*GIVEN TEXT*
↓↓↓
The prevalence of parent-reported cases of autism is significantly higher now than it was just five years ago, according to new Centers for Disease Control and Prevention data released Wednesday.

From 2011 to 2012, 1 in 50 school-age children had a diagnosed autism spectrum disorder according to their parents -- up from 1 in 86 in 2007.

"[This] study provides growing evidence that [the] U.S. is underestimating the prevalence of autism spectrum disorder," Michael Rosanoff, associate director of public health research and scientific review at the non-profit Autism Speaks, said in an e-mail to HuffPost. Rosanoff did not work on the new report, but he had reviewed it.

The new figures came from the 2011 to 2012 National Survey of Children's Health, a national telephone survey conducted by the CDC. In this most recent survey, parents reported that 2 percent of 6- to 17-year-olds had a diagnosis for an autism spectrum disorder, which is higher than the 2007 estimate of 1.16 percent.

Overall, the increase was greater for boys than for girls, and among 14- to 17-year-olds than younger children.

The report's authors largely attribute the change to doctors identifying the disorder more often now than they did just a few years earlier. "Much of the prevalence increase from 2007 to 2011 [to] 2012 for school-aged children was the result of diagnoses of children with previously unrecognized ASD," they wrote.

"The way I read this [report] is that a large part of the increase is attributable to that," said Tristam Smith, a professor of neurodevelopmental and behavioral pediatrics at the University of Rochester Medical Center, referring to increased detection. "But is it the only thing? It's hard to say."

Last year, the CDC revised its go-to estimate of the prevalence of autism in the U.S., saying it now affects 1 in 88 children, up from 1 in 150 in 2002. That is the estimate most widely used by health care providers, public health officials and media outlets when quantifying the prevalence of autism in the U.S., and came from the CDC's Autism and Developmental Disabilities Monitoring Network, which collected data from health and special education records of 8-year-olds living in 14 communities across the country in 2008.
↑↑↑
*SUPPLIED INFORMATION*
↓↓↓
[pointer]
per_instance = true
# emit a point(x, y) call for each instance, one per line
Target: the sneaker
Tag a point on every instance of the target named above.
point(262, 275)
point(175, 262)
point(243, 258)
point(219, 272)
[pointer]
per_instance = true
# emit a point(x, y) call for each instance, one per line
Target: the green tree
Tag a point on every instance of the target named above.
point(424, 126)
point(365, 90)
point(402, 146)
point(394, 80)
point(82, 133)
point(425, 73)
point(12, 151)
↑↑↑
↓↓↓
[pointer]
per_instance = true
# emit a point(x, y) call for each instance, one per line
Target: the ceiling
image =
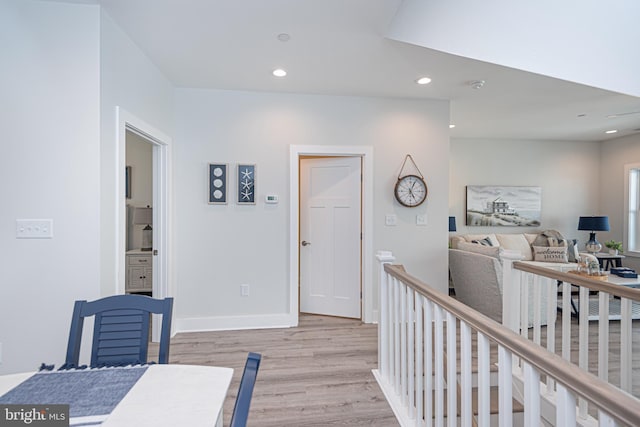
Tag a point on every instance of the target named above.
↑↑↑
↓↓↓
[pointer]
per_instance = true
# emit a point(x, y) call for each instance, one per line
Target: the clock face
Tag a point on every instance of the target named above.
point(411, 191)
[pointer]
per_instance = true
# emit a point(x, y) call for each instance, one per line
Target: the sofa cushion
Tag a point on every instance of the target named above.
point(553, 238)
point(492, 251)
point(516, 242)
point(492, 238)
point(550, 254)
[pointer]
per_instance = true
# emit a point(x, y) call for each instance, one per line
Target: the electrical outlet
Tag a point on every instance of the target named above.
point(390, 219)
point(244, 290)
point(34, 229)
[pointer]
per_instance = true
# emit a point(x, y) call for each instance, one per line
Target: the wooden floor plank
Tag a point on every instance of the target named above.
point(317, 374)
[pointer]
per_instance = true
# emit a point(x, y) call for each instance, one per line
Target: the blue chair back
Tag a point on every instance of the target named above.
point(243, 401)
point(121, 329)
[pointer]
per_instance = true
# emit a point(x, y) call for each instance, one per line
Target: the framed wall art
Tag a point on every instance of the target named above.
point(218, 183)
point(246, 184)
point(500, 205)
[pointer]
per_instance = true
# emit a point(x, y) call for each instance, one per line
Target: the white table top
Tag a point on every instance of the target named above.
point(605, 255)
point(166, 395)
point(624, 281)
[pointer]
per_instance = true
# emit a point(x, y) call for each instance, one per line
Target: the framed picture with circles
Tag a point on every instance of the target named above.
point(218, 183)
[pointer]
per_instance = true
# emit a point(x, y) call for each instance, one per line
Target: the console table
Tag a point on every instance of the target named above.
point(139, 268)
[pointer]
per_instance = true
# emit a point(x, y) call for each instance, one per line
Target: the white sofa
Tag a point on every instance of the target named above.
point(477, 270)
↑↑↑
*APPLY WHAT YOU READ*
• 1. Render this sentence from the autism prevalence article into Spanish: "Overall, the increase was greater for boys than for girls, and among 14- to 17-year-olds than younger children."
• 2. Write the next paragraph of the autism prevalence article, picking up after its final sentence.
The records can be left aside.

*ANSWERS FOR EACH ITEM*
• 1. En general, el aumento fue mayor en los varones que en las niñas, y entre los jóvenes de 14 a 17 años que entre los niños más pequeños.

• 2.
Because the two estimates used different approaches to identify cases, they are not directly comparable, but Rosanoff believes the new parental-report data suggests that "1 in 88" figure is low.

Autism spectrum disorders are a group of developmental disorders characterized by social, communication and behavioral challenges. There is no biological test for autism, nor do researchers know its cause, although a rapidly growing body of scientific research suggests it is a combination of genetic and outside or "environmental" factors.

Getting a clearer picture of autism's true prevalence will help researchers set a benchmark that allows them to better understand if the disorder is simply being identified more by doctors; if actual risk has increased -- or both, Smith said.

"We need to double-down on our efforts to get a full picture of what's going on," he argued. "I think it's very critical for understanding where to look for the etiology or etiologies of autism. It's also critical in service delivery." A lengthy December 2012 report by a federal advisory committee that oversees autism research found that there are significant gaps in how much services are studied as well as their availability.

"It's an important study," Smith concluded. "It definitely adds to the picture, but it also adds to the mystery of what's going on."